• _Task to carry out_:
Filter the entries below and copy each line that contains the string "bowl".

(Region annotation entries)
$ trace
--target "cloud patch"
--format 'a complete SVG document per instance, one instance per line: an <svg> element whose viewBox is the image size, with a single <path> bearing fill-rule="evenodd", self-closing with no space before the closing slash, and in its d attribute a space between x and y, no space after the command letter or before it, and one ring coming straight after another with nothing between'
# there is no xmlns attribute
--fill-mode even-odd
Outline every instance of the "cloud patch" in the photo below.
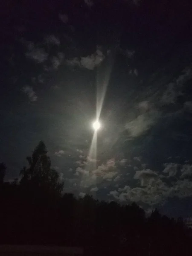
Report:
<svg viewBox="0 0 192 256"><path fill-rule="evenodd" d="M61 157L64 154L65 152L63 150L59 150L59 151L58 151L58 152L55 152L55 154L59 157Z"/></svg>
<svg viewBox="0 0 192 256"><path fill-rule="evenodd" d="M71 67L79 67L93 70L95 67L99 66L105 58L105 56L102 52L97 49L95 53L86 57L81 57L80 58L76 57L67 60L66 63Z"/></svg>

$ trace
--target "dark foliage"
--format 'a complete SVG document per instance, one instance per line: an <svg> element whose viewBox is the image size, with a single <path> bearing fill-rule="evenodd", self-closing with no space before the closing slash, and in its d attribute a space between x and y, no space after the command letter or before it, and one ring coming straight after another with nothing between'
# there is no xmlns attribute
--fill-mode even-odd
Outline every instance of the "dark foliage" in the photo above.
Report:
<svg viewBox="0 0 192 256"><path fill-rule="evenodd" d="M47 153L41 142L27 157L20 183L0 186L1 244L80 246L87 255L191 254L190 232L181 218L170 219L157 210L146 218L134 203L62 195L63 184Z"/></svg>

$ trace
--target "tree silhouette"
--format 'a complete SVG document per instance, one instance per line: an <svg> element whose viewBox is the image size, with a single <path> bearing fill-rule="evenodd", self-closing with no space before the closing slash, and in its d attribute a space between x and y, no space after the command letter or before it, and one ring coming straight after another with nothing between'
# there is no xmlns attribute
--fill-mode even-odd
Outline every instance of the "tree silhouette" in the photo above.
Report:
<svg viewBox="0 0 192 256"><path fill-rule="evenodd" d="M3 183L6 167L4 163L0 163L0 185Z"/></svg>
<svg viewBox="0 0 192 256"><path fill-rule="evenodd" d="M41 141L32 152L32 157L26 160L29 167L22 169L20 175L21 185L31 186L34 188L42 188L61 193L63 183L58 182L59 174L51 167L50 157L44 143Z"/></svg>

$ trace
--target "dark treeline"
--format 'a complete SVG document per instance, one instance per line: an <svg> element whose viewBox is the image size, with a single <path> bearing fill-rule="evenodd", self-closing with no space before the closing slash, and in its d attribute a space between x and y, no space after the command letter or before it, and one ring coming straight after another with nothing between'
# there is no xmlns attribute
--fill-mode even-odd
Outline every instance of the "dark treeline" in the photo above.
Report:
<svg viewBox="0 0 192 256"><path fill-rule="evenodd" d="M3 183L0 165L0 241L83 247L87 255L191 255L189 230L181 219L157 210L146 218L134 203L121 206L87 195L62 193L64 184L51 167L43 142L28 157L19 184Z"/></svg>

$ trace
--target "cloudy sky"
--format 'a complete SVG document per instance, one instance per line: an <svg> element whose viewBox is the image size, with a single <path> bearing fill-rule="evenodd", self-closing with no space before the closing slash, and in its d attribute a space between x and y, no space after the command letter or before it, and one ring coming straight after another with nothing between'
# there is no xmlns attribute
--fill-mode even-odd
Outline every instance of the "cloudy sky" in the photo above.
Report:
<svg viewBox="0 0 192 256"><path fill-rule="evenodd" d="M190 1L7 3L0 101L7 180L43 140L65 192L192 216Z"/></svg>

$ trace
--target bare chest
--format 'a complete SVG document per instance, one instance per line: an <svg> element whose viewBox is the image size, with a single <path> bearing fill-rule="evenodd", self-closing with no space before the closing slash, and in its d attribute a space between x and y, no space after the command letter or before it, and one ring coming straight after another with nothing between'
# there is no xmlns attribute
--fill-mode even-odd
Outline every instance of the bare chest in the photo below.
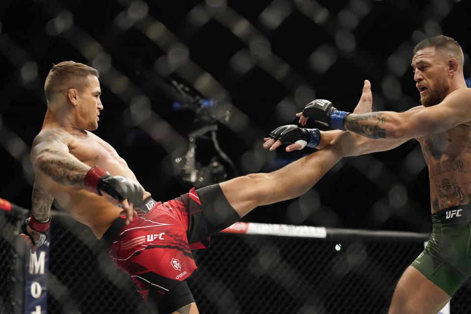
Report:
<svg viewBox="0 0 471 314"><path fill-rule="evenodd" d="M71 141L69 150L78 160L90 166L104 166L110 162L119 162L121 158L116 151L102 142L92 136L75 138Z"/></svg>
<svg viewBox="0 0 471 314"><path fill-rule="evenodd" d="M427 164L444 160L464 159L471 162L471 128L458 126L446 132L418 139Z"/></svg>

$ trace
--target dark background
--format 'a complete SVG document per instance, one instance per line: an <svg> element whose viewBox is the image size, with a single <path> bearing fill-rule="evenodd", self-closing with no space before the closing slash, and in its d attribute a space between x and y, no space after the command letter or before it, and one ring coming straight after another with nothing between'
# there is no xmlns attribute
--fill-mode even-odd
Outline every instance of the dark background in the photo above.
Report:
<svg viewBox="0 0 471 314"><path fill-rule="evenodd" d="M410 65L414 46L426 37L443 33L458 40L468 77L470 4L2 1L0 197L30 207L28 154L46 112L44 81L53 63L72 60L100 71L105 109L95 133L116 149L155 199L165 201L188 190L173 160L184 155L188 134L202 126L218 125L219 145L235 165L219 157L219 175L270 171L315 150L261 148L264 136L295 123L295 113L313 99L351 111L368 79L373 110L418 105ZM175 106L169 78L217 105L202 110L191 102ZM207 136L196 144L201 169L218 154ZM215 181L207 177L201 184ZM345 158L305 196L257 209L244 220L428 232L429 193L427 169L411 140L389 152Z"/></svg>

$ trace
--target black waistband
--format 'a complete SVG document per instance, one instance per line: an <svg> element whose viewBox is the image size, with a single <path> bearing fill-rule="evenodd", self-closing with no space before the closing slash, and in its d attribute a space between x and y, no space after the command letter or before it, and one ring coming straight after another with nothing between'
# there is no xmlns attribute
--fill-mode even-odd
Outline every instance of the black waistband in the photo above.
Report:
<svg viewBox="0 0 471 314"><path fill-rule="evenodd" d="M152 197L148 197L142 201L141 204L134 206L134 210L137 212L138 216L142 216L147 213L149 210L155 206L157 204L156 201L152 199ZM105 232L100 240L107 248L109 248L111 243L116 239L119 231L126 226L126 220L125 218L118 217L111 223L111 225Z"/></svg>
<svg viewBox="0 0 471 314"><path fill-rule="evenodd" d="M442 224L451 224L461 221L471 220L471 205L459 205L453 206L434 213L442 222Z"/></svg>

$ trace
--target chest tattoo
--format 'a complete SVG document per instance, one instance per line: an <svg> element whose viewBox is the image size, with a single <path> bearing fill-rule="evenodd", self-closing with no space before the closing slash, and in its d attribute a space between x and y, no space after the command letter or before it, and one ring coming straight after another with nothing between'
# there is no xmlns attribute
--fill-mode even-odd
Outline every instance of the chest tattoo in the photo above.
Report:
<svg viewBox="0 0 471 314"><path fill-rule="evenodd" d="M436 160L439 160L442 158L448 142L445 133L444 133L422 136L419 138L419 141Z"/></svg>

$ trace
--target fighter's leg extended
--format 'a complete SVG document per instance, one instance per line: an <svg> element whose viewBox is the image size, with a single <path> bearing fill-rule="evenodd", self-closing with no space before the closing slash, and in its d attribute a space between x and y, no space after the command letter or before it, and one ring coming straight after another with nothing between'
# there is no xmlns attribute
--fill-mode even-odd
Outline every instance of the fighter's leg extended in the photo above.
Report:
<svg viewBox="0 0 471 314"><path fill-rule="evenodd" d="M306 193L343 157L339 145L325 148L273 172L239 177L220 183L240 217L262 205Z"/></svg>
<svg viewBox="0 0 471 314"><path fill-rule="evenodd" d="M445 291L409 266L397 283L389 314L437 314L450 299Z"/></svg>

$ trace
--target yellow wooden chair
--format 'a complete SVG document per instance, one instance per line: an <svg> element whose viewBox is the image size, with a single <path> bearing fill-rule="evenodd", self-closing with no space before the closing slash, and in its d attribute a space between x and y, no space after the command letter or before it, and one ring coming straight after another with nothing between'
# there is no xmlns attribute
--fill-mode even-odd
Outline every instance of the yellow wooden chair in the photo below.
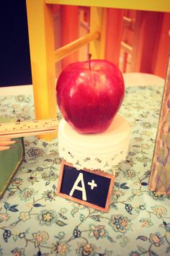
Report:
<svg viewBox="0 0 170 256"><path fill-rule="evenodd" d="M90 33L56 50L51 4L91 7ZM35 118L56 118L55 63L86 43L93 59L104 58L106 8L170 12L169 0L27 0ZM56 134L42 135L51 140Z"/></svg>

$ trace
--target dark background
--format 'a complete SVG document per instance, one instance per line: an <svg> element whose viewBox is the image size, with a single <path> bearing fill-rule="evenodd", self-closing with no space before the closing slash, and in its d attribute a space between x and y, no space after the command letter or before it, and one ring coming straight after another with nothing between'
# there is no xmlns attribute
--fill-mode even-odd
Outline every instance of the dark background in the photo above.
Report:
<svg viewBox="0 0 170 256"><path fill-rule="evenodd" d="M32 76L26 1L1 1L0 87L30 84Z"/></svg>

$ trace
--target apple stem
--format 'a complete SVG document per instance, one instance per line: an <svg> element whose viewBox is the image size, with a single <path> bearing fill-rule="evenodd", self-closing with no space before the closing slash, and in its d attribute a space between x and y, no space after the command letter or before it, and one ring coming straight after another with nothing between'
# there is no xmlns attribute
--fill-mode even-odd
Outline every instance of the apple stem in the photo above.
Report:
<svg viewBox="0 0 170 256"><path fill-rule="evenodd" d="M88 59L89 59L89 69L91 69L91 54L89 54L88 55Z"/></svg>

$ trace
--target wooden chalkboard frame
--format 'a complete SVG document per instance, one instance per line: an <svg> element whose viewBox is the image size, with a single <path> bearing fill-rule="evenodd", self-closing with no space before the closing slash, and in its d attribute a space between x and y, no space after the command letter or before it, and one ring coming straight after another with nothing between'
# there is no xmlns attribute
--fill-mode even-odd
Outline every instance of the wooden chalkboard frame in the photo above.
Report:
<svg viewBox="0 0 170 256"><path fill-rule="evenodd" d="M58 179L58 182L57 195L60 197L64 197L64 198L68 199L69 200L80 203L80 204L84 205L85 206L88 206L88 207L92 208L98 210L101 210L103 212L108 212L109 211L109 200L110 200L112 187L114 185L114 180L115 180L115 176L105 173L104 171L97 171L97 170L91 171L91 170L89 170L86 168L81 169L81 171L84 171L84 173L85 172L91 173L91 174L96 174L97 176L106 177L106 178L108 178L110 179L110 183L109 183L109 190L108 190L107 197L107 200L106 200L105 207L103 208L103 207L97 205L95 204L91 203L89 202L84 201L84 200L81 200L79 198L73 197L71 197L68 195L64 194L61 192L61 186L62 186L62 183L63 183L65 166L70 166L70 167L74 168L75 171L79 171L79 170L77 170L75 167L73 167L72 164L68 163L65 160L63 160L63 161L61 163L61 171L60 171L59 179Z"/></svg>

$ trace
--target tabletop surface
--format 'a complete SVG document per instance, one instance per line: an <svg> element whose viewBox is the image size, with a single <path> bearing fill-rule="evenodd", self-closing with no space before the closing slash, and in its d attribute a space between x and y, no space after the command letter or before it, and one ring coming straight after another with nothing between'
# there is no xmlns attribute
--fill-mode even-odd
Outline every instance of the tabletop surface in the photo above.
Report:
<svg viewBox="0 0 170 256"><path fill-rule="evenodd" d="M130 143L115 166L107 213L56 195L57 138L24 138L24 162L0 201L0 255L169 255L170 197L148 187L162 92L158 85L126 88L120 114ZM0 116L33 119L32 95L0 96Z"/></svg>

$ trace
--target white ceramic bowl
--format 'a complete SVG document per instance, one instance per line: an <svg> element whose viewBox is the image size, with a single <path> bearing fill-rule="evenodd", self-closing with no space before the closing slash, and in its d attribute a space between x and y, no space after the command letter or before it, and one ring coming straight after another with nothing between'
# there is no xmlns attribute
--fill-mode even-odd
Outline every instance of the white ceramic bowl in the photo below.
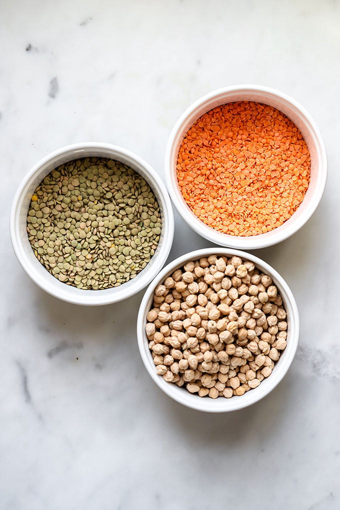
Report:
<svg viewBox="0 0 340 510"><path fill-rule="evenodd" d="M90 156L117 160L130 167L148 182L156 196L162 216L162 233L150 262L135 278L119 287L104 290L77 289L53 276L36 258L26 230L31 197L38 185L54 168L67 161ZM174 233L171 202L161 178L145 161L125 149L107 143L84 143L68 145L48 155L24 177L18 189L11 213L12 243L19 262L32 279L49 294L76 304L114 303L129 297L146 287L163 267L169 255Z"/></svg>
<svg viewBox="0 0 340 510"><path fill-rule="evenodd" d="M180 144L188 130L212 108L236 101L262 103L280 110L300 130L311 157L310 182L303 201L291 218L271 232L258 236L230 236L214 230L199 220L180 192L176 165ZM237 85L220 89L196 101L180 117L168 142L165 162L167 185L173 203L189 225L202 237L223 246L239 249L264 248L279 243L297 232L309 219L320 202L326 185L327 162L321 133L306 110L282 92L258 85Z"/></svg>
<svg viewBox="0 0 340 510"><path fill-rule="evenodd" d="M157 286L167 276L170 276L174 271L181 267L189 261L196 260L201 257L213 254L228 257L238 255L243 259L254 262L257 267L272 278L281 295L287 312L287 346L282 351L272 374L268 378L264 379L257 388L250 390L242 396L233 396L228 399L224 397L219 397L215 399L207 397L202 398L197 395L190 393L185 388L179 388L173 383L165 381L162 376L158 375L156 372L156 367L148 347L148 340L145 331L147 322L146 315L152 305L153 292ZM184 405L198 411L211 413L233 411L250 405L263 398L283 378L293 361L298 346L299 314L295 300L287 284L275 269L260 259L238 250L218 247L203 249L186 253L171 262L164 268L150 284L144 294L139 309L137 320L137 339L142 359L146 370L157 386L169 397Z"/></svg>

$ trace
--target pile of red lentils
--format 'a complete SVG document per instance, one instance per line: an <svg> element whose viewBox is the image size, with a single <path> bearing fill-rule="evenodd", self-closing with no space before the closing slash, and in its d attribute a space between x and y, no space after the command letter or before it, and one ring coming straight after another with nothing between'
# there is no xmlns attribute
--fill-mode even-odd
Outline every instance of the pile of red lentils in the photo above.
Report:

• _Exercise result_:
--target white ceramic bowl
Outline every instance of the white ceramic bowl in the photo below.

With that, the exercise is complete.